■ Exercise:
Reproduce exactly the lines below, starting with the line that contains "A single pin marks each instance of the cascading" and ending with the last line of the records, both included, and nothing else.

— BEGIN —

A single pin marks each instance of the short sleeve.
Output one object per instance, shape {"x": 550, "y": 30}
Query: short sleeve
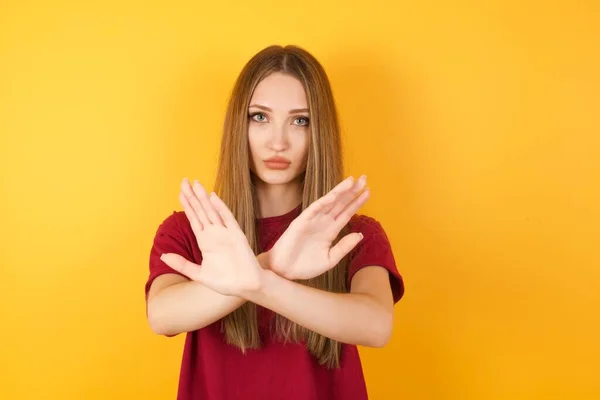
{"x": 374, "y": 250}
{"x": 169, "y": 238}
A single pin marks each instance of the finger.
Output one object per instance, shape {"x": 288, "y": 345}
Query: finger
{"x": 341, "y": 187}
{"x": 319, "y": 205}
{"x": 186, "y": 188}
{"x": 181, "y": 265}
{"x": 345, "y": 198}
{"x": 202, "y": 196}
{"x": 344, "y": 246}
{"x": 351, "y": 209}
{"x": 190, "y": 214}
{"x": 224, "y": 211}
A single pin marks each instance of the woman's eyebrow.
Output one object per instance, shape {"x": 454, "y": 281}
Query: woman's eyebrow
{"x": 294, "y": 111}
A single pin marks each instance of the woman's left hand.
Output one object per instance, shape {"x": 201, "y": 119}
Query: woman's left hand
{"x": 229, "y": 265}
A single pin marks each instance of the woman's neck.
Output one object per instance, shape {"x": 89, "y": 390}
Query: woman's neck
{"x": 274, "y": 200}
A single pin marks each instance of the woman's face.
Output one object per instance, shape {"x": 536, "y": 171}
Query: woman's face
{"x": 278, "y": 129}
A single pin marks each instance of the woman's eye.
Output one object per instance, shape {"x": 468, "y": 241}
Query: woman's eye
{"x": 259, "y": 117}
{"x": 302, "y": 121}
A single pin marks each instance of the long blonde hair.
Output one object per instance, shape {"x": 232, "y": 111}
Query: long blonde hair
{"x": 324, "y": 170}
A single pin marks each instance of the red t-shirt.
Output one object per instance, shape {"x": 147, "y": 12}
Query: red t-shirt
{"x": 214, "y": 370}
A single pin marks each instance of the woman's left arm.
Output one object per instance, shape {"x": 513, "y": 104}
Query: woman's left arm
{"x": 362, "y": 317}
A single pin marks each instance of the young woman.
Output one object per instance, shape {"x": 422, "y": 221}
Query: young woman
{"x": 274, "y": 276}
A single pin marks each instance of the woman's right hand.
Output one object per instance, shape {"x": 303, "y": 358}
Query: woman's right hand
{"x": 305, "y": 249}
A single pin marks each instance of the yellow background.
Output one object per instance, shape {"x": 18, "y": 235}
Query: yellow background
{"x": 477, "y": 126}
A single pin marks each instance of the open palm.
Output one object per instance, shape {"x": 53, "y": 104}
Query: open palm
{"x": 229, "y": 265}
{"x": 305, "y": 249}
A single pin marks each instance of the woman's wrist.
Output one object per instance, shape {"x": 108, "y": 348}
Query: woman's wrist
{"x": 263, "y": 260}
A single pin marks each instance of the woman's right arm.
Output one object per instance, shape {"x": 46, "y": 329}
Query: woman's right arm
{"x": 176, "y": 304}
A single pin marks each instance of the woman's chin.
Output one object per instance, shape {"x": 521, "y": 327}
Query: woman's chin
{"x": 276, "y": 177}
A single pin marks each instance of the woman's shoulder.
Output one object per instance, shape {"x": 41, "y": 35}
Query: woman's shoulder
{"x": 175, "y": 223}
{"x": 365, "y": 224}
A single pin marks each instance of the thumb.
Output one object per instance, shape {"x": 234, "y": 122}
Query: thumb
{"x": 344, "y": 246}
{"x": 182, "y": 265}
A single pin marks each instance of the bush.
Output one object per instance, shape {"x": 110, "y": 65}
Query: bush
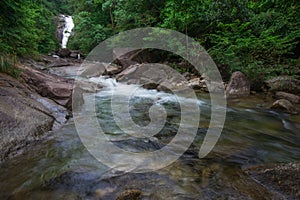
{"x": 8, "y": 65}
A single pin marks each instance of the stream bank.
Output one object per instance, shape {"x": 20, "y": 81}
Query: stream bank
{"x": 257, "y": 156}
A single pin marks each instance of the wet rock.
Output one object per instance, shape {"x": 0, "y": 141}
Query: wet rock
{"x": 75, "y": 54}
{"x": 239, "y": 86}
{"x": 288, "y": 96}
{"x": 60, "y": 63}
{"x": 123, "y": 57}
{"x": 93, "y": 69}
{"x": 64, "y": 52}
{"x": 130, "y": 195}
{"x": 113, "y": 69}
{"x": 151, "y": 74}
{"x": 62, "y": 195}
{"x": 54, "y": 87}
{"x": 284, "y": 105}
{"x": 150, "y": 85}
{"x": 282, "y": 178}
{"x": 23, "y": 120}
{"x": 195, "y": 83}
{"x": 284, "y": 83}
{"x": 123, "y": 76}
{"x": 60, "y": 25}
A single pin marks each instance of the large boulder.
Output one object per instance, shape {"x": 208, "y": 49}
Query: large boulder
{"x": 93, "y": 69}
{"x": 64, "y": 52}
{"x": 288, "y": 96}
{"x": 282, "y": 178}
{"x": 284, "y": 83}
{"x": 150, "y": 75}
{"x": 239, "y": 86}
{"x": 47, "y": 85}
{"x": 284, "y": 105}
{"x": 22, "y": 119}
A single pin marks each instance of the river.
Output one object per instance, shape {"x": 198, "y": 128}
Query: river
{"x": 60, "y": 167}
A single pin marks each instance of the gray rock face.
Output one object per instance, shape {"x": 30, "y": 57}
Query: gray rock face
{"x": 239, "y": 86}
{"x": 22, "y": 119}
{"x": 54, "y": 87}
{"x": 284, "y": 83}
{"x": 288, "y": 96}
{"x": 153, "y": 74}
{"x": 284, "y": 105}
{"x": 282, "y": 178}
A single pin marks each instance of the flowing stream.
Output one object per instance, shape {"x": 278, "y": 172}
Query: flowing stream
{"x": 69, "y": 25}
{"x": 60, "y": 167}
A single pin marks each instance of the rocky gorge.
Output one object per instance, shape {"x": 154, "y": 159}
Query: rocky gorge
{"x": 40, "y": 101}
{"x": 43, "y": 157}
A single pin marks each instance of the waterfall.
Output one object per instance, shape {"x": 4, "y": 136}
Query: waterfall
{"x": 69, "y": 25}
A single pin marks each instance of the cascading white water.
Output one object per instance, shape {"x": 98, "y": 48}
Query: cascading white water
{"x": 69, "y": 25}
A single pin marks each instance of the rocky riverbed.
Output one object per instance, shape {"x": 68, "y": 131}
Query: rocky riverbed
{"x": 256, "y": 157}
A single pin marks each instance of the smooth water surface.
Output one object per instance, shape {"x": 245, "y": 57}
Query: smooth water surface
{"x": 60, "y": 167}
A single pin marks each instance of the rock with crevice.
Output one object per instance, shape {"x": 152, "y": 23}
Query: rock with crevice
{"x": 47, "y": 85}
{"x": 239, "y": 86}
{"x": 23, "y": 120}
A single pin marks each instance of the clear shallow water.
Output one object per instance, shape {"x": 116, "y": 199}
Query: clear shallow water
{"x": 60, "y": 167}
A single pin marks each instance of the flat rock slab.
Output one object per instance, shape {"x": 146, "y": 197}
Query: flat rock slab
{"x": 22, "y": 119}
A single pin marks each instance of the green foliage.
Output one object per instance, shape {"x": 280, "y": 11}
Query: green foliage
{"x": 26, "y": 27}
{"x": 8, "y": 65}
{"x": 259, "y": 38}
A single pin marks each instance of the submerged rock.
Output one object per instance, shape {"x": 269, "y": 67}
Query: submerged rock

— END —

■ Finished answer:
A single pin marks each instance of the cascading white water.
Output one object per instance, shape {"x": 98, "y": 48}
Query: cascading white water
{"x": 69, "y": 25}
A single pin marks each instance of the rocky riverbed.
Output one object per instance, shape {"x": 68, "y": 131}
Query: rocky riverbed
{"x": 256, "y": 157}
A single pin marks each instance of the smooth water surface.
Output one object per instance, shape {"x": 245, "y": 57}
Query: smooth water surface
{"x": 60, "y": 167}
A single pin marks each instance of the rock with crevice.
Output one object per instance, shape {"x": 152, "y": 23}
Query: rock with crevice
{"x": 47, "y": 85}
{"x": 239, "y": 86}
{"x": 23, "y": 120}
A single pin marks each instance of the clear shallow water.
Output one object per instance, shape {"x": 116, "y": 199}
Query: clear shallow water
{"x": 60, "y": 167}
A single pin marks each instance of the flat rock slab.
Output one object per instance, shape {"x": 146, "y": 197}
Query: flat rock slab
{"x": 22, "y": 119}
A single pin marks each instance of the green foliage.
Output one object per instance, shape {"x": 280, "y": 11}
Query: green foliage
{"x": 26, "y": 27}
{"x": 8, "y": 65}
{"x": 259, "y": 38}
A single pin marks each instance of the submerged rock.
Output one object per instance, shape {"x": 269, "y": 67}
Query: submerged rock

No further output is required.